_Data records_
=======

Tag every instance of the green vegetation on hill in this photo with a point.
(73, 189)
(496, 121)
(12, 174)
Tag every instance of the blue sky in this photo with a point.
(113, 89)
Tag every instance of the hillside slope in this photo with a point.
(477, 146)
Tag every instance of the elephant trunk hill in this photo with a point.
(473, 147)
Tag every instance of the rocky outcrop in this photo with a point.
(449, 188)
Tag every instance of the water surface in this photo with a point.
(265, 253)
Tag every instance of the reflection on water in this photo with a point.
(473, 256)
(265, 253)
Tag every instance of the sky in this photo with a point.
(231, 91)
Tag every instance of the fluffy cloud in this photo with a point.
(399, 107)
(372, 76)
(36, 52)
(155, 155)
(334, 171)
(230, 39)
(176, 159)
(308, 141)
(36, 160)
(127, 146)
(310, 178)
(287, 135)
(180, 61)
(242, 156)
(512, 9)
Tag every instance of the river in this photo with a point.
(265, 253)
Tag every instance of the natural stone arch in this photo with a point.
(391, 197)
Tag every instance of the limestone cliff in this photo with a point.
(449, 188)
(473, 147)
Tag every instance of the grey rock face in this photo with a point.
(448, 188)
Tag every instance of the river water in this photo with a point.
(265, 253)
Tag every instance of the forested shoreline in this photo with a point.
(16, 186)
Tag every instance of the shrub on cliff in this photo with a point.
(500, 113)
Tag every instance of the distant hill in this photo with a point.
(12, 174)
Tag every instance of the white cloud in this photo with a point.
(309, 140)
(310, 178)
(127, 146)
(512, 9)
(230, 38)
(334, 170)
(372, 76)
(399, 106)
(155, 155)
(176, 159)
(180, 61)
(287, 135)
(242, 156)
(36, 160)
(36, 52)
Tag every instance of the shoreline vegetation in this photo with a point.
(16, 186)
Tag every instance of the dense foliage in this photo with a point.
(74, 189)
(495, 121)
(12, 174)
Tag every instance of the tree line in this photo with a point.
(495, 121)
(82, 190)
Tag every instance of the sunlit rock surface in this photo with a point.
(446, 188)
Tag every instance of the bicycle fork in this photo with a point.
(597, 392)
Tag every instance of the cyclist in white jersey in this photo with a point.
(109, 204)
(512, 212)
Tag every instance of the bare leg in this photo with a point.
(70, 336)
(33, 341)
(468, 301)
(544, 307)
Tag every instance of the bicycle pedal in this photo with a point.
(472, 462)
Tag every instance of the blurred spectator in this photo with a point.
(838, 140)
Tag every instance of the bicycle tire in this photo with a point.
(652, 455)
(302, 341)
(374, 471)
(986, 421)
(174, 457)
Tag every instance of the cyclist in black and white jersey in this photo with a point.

=======

All lines from the one that contains "Tag every instance of the cyclist in white" through the end of the material are to be quoted exactly, with both ends included.

Tag every instance of the cyclist in white jersey in this photo with a point.
(109, 204)
(512, 212)
Tag every instance of the bare leg in this photo with a point.
(70, 336)
(33, 341)
(468, 301)
(544, 307)
Tag every instance of the bicycle pedal in this photo with a point.
(472, 462)
Tag every instance of the blurred spectator in this photo with a point.
(838, 140)
Tag every instance of the bicycle tire in this photo with a point.
(652, 455)
(302, 341)
(374, 471)
(986, 421)
(174, 457)
Tag every instance of the cyclist in black and white jersey in this photo with a point.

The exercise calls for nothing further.